→ Directions
Can you turn only the lines of the entries below, from the line containing "Q: For each instance of the white minivan rear" up to and including the line containing "x=650, y=120", into a numbered list with any blank lines left out?

-- begin Records shown --

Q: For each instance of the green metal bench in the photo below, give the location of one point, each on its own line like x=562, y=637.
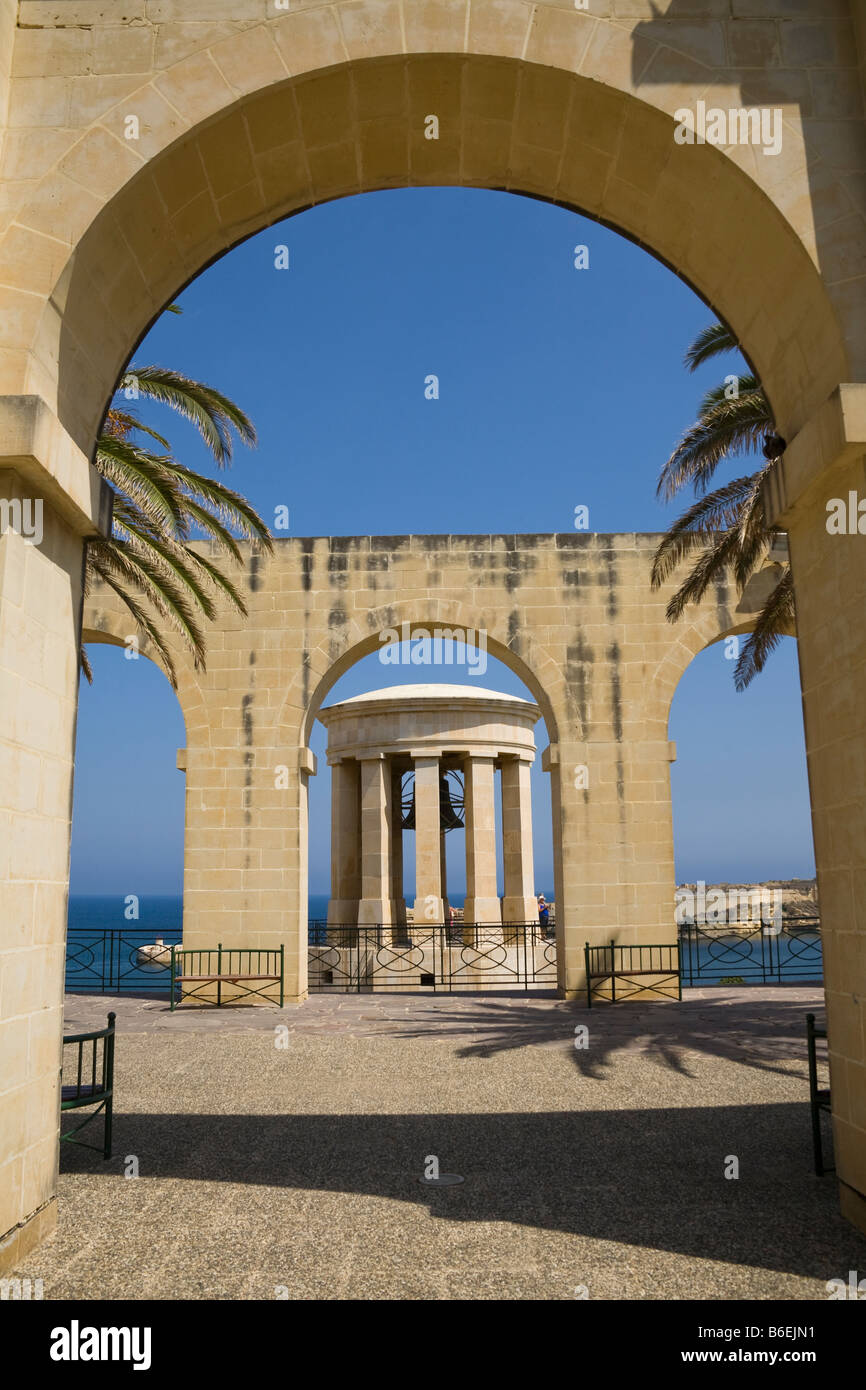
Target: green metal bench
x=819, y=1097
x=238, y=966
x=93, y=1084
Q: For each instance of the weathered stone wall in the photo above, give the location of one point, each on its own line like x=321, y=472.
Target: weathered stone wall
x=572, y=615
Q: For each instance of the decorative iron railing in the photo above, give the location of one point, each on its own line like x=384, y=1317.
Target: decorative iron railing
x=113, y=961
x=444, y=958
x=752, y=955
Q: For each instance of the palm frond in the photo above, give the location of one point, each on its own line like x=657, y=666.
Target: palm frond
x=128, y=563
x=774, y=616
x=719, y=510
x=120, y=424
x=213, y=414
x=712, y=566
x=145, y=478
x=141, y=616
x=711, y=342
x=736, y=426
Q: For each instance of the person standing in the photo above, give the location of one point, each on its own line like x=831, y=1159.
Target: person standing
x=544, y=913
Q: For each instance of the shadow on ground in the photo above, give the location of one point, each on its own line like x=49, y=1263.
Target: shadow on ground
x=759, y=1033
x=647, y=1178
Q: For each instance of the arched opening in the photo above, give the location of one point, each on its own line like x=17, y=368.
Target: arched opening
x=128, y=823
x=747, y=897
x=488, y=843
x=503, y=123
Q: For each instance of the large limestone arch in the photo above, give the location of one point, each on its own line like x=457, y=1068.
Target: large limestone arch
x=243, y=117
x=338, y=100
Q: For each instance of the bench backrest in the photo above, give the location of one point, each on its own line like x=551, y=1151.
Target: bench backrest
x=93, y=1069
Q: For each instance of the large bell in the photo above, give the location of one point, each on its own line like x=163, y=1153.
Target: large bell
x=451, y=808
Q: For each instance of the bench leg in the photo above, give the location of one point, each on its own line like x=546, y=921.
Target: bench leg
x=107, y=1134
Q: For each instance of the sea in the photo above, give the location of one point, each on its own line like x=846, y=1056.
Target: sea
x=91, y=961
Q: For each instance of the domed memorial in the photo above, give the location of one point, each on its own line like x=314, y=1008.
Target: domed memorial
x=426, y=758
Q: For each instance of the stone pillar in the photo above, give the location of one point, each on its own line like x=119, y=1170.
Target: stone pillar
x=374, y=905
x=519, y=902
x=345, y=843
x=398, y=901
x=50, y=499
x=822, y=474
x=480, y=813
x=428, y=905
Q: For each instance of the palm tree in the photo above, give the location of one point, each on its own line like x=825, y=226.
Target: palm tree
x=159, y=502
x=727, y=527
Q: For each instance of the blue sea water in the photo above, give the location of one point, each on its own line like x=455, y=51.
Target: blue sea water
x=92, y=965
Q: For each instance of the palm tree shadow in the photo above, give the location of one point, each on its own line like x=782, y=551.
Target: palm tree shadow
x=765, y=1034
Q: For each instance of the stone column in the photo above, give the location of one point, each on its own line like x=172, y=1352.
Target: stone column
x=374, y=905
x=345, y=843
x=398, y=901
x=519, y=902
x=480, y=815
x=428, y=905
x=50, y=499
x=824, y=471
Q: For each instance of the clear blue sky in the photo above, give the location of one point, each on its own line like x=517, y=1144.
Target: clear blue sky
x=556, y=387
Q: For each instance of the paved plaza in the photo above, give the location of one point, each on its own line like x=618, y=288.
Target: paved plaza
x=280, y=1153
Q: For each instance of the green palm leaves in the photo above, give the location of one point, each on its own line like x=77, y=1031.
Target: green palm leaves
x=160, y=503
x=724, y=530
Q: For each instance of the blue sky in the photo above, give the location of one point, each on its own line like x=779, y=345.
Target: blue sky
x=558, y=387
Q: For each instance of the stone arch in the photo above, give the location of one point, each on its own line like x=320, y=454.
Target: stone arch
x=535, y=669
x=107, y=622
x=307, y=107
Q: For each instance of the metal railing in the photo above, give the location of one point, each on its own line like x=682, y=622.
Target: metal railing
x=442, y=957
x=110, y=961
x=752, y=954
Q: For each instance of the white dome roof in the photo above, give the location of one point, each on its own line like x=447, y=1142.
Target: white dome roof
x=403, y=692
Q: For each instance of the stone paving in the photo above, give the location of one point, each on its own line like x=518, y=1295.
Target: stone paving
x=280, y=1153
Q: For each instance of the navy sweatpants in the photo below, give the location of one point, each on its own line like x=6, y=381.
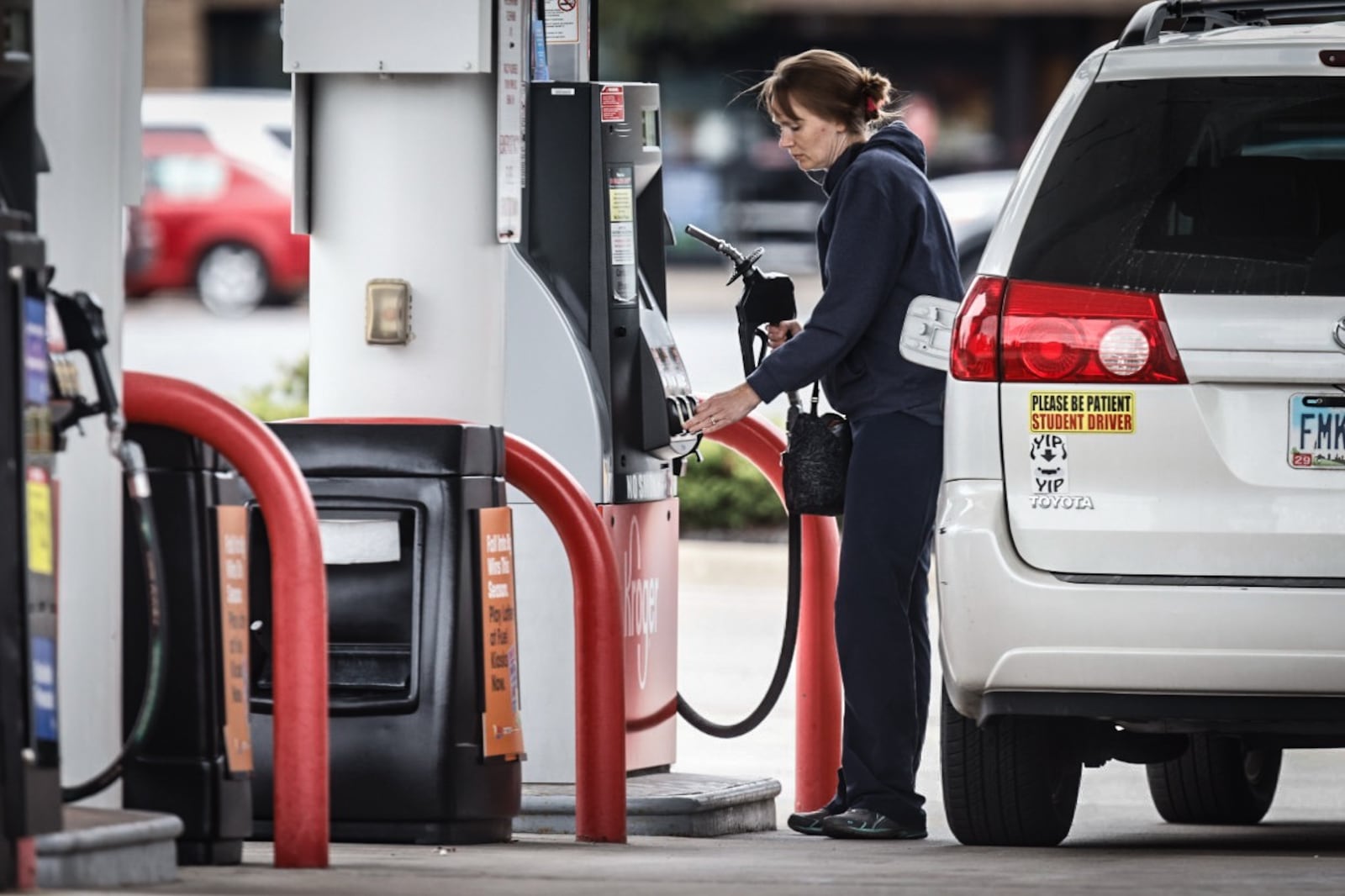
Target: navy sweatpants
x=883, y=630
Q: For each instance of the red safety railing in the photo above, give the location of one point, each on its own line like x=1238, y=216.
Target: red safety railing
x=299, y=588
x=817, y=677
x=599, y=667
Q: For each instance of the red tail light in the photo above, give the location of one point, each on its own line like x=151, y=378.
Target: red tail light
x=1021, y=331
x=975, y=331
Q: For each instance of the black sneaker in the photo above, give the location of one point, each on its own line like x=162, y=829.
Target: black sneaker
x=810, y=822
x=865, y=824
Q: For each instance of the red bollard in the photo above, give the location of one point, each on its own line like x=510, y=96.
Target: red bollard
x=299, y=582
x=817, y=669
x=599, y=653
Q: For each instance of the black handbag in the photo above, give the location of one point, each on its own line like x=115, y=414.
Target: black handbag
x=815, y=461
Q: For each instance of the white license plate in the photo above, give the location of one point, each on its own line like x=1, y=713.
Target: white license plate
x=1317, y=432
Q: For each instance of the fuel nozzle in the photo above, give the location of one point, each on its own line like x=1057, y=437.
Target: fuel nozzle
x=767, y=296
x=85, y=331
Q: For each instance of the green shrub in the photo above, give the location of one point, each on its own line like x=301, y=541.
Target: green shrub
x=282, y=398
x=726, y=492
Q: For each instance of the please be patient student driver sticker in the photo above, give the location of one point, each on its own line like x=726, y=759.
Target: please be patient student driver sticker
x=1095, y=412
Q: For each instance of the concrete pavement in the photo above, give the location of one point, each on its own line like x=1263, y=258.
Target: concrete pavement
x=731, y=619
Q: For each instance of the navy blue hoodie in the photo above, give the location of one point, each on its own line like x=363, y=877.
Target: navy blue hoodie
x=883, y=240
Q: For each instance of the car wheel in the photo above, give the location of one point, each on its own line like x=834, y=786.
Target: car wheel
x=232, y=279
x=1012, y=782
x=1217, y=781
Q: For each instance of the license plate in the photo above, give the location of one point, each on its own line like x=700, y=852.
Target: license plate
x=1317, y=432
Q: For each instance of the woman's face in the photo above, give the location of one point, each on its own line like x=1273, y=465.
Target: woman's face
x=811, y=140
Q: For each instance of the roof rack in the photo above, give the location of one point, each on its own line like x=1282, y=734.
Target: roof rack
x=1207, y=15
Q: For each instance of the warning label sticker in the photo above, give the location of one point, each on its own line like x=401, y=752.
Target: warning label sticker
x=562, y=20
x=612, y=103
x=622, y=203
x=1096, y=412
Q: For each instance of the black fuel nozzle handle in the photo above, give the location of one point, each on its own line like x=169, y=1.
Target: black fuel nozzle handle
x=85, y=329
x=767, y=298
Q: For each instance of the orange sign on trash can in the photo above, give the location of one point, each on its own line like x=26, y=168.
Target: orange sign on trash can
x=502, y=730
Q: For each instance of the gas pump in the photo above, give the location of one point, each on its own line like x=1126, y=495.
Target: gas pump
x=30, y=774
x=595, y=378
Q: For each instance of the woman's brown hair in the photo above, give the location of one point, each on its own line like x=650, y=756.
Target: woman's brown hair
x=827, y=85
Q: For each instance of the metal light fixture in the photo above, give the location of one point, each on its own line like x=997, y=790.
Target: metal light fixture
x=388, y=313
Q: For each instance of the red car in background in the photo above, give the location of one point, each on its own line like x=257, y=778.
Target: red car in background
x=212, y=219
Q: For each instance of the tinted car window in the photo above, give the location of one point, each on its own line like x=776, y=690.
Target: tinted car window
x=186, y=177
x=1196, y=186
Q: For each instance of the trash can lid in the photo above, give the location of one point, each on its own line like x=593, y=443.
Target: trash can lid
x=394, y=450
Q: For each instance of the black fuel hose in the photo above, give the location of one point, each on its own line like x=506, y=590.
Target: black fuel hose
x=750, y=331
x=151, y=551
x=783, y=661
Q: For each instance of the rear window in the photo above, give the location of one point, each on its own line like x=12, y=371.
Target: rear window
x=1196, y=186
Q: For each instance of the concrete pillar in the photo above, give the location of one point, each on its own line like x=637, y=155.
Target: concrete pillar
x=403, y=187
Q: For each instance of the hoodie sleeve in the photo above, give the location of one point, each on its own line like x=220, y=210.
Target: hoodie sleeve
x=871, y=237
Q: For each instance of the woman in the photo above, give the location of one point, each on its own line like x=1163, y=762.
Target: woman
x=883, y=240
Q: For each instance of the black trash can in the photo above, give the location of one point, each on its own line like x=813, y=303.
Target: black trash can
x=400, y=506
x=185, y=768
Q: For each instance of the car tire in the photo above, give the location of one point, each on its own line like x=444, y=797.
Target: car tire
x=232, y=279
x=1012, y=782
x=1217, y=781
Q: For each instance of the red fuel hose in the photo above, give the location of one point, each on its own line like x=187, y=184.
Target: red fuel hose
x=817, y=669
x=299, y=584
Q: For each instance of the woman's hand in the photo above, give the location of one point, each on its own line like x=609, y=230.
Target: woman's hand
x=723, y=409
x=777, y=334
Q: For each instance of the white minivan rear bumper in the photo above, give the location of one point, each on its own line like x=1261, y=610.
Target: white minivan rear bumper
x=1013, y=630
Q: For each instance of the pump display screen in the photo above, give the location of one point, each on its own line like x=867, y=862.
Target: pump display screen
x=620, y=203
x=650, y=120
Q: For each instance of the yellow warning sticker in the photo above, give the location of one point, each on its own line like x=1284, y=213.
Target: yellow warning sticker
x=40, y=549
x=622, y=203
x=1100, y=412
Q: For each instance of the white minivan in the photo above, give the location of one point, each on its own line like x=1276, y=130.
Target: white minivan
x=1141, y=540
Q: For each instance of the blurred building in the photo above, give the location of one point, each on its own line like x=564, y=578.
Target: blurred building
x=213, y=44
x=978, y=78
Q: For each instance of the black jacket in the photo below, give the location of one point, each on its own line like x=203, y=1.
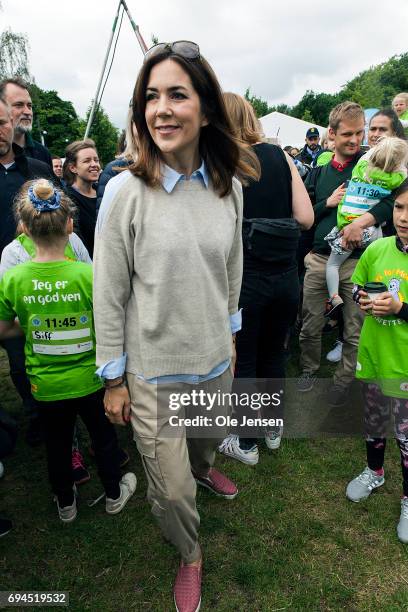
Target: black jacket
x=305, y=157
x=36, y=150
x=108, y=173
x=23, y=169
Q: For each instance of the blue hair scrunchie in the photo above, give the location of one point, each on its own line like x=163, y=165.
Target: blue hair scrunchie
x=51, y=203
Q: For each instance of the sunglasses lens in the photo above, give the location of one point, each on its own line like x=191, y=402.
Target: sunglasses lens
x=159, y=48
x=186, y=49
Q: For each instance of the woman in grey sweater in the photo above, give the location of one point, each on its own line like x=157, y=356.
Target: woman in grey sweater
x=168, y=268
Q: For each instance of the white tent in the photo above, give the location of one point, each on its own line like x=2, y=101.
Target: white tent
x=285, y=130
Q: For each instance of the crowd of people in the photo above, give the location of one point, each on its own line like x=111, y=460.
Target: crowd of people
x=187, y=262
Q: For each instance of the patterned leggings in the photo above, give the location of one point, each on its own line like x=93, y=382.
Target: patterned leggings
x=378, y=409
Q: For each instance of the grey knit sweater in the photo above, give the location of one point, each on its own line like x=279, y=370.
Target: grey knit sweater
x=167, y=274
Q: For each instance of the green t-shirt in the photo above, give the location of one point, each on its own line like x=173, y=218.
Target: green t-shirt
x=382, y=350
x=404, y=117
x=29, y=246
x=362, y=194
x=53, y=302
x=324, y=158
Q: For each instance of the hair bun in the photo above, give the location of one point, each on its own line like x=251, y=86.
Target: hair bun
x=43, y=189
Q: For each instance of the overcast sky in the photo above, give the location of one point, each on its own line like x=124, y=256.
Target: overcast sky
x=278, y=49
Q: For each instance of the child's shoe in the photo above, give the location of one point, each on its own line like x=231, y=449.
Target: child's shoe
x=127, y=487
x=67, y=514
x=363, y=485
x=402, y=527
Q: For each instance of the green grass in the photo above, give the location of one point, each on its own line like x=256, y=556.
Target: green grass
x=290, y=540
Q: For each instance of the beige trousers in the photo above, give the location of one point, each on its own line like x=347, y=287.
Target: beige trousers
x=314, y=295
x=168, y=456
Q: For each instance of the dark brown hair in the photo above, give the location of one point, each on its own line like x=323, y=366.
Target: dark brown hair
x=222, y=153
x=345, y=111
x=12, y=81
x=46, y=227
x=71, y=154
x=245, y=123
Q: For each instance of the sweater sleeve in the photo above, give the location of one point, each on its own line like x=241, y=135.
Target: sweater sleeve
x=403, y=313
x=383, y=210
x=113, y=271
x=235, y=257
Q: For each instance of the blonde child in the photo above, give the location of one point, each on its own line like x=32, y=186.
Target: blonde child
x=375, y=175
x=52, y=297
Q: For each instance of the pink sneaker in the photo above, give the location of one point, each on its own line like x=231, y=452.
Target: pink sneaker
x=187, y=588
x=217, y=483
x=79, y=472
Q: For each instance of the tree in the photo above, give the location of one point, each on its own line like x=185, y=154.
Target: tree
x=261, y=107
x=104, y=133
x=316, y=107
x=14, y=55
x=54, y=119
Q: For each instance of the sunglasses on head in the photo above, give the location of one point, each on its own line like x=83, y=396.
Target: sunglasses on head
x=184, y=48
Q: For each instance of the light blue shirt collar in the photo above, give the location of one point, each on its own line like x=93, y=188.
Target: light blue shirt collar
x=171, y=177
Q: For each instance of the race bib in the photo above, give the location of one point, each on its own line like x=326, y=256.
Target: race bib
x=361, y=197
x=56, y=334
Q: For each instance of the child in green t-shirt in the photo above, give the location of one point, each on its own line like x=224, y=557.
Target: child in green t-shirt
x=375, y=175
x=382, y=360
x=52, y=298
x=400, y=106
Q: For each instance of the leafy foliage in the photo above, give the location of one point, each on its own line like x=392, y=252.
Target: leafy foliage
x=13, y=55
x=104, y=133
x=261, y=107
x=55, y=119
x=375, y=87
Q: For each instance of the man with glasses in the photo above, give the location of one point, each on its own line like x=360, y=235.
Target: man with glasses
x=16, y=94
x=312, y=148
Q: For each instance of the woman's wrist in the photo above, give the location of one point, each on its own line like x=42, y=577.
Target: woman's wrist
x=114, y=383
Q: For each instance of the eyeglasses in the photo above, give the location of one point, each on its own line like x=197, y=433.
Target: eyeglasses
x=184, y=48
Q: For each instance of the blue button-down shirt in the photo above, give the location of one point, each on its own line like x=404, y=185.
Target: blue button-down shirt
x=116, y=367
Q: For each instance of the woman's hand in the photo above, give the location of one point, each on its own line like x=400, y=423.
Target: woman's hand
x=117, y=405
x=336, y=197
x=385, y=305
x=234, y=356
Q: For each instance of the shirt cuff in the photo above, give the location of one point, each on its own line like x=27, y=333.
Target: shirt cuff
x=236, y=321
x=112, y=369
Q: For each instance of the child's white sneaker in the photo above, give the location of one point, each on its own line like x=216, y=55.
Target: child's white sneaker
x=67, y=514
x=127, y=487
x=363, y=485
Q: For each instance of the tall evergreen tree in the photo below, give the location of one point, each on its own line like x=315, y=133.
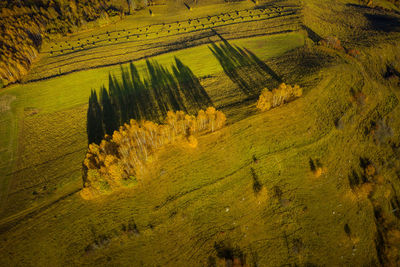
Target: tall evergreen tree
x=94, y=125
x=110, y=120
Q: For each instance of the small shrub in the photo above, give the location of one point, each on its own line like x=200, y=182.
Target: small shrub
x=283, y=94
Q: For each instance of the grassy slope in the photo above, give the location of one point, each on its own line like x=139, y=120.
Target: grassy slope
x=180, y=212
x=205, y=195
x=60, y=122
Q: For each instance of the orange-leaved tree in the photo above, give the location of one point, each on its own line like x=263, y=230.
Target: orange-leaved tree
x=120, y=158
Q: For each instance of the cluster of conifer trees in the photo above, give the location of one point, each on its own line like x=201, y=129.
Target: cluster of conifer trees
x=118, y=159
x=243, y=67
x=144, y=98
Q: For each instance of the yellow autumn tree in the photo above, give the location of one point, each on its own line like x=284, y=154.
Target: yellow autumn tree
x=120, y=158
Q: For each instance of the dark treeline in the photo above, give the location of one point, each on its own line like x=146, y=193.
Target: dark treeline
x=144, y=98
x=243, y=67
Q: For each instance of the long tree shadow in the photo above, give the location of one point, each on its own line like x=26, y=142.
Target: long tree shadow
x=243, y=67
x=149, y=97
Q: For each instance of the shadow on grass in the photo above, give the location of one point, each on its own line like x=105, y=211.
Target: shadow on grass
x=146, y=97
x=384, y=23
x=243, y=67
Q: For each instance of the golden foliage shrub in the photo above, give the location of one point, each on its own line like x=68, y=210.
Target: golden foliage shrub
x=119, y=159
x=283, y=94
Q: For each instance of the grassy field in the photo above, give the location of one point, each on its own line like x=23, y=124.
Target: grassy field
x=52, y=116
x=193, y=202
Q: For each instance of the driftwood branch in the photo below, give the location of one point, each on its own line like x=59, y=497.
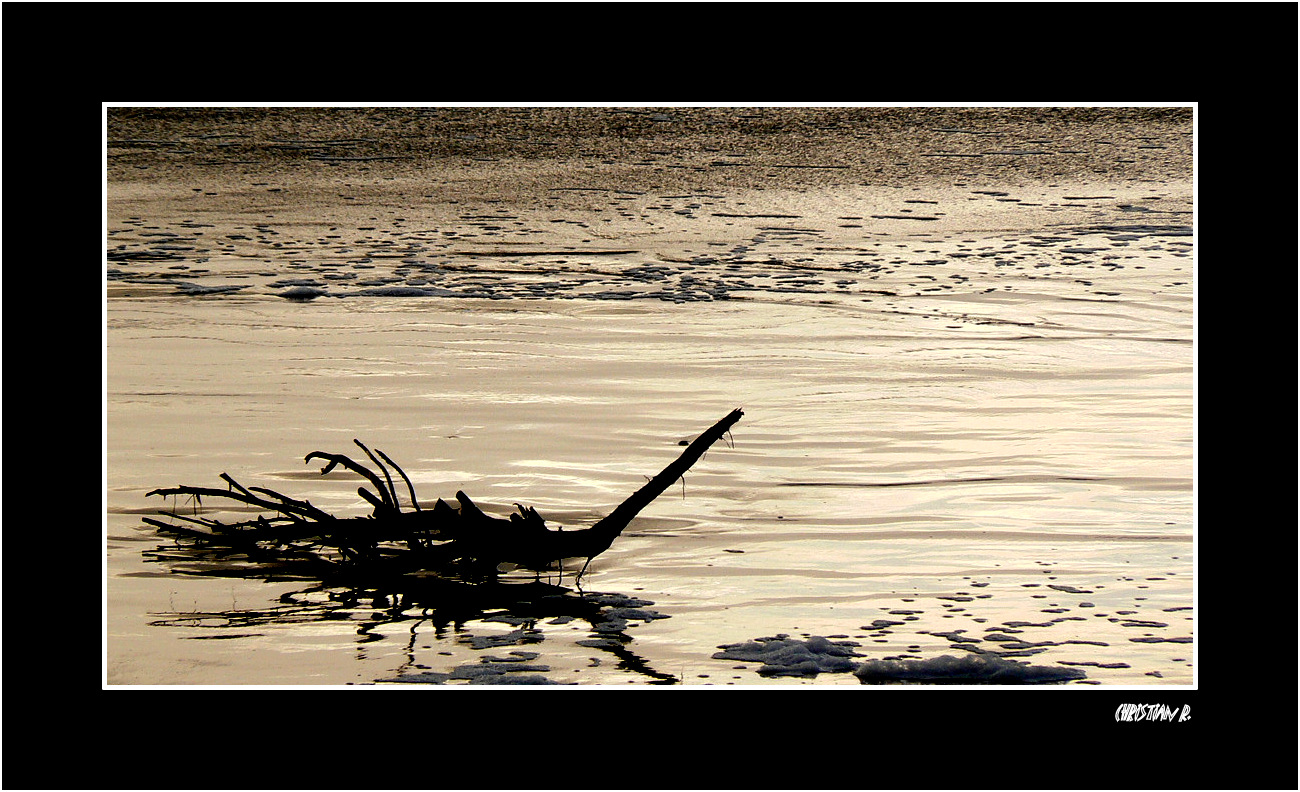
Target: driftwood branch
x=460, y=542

-- end Records shown --

→ Solution to the exercise
1. Q: For each instance of the white minivan rear bumper in the photo above, give the location of one point, each on its own line like x=1261, y=610.
2. Target: white minivan rear bumper
3. x=1013, y=630
4. Q: For each instance of the pump display screen in the photo above, give the location of one point, each on its own line like x=867, y=862.
5. Target: pump display screen
6. x=620, y=203
7. x=650, y=120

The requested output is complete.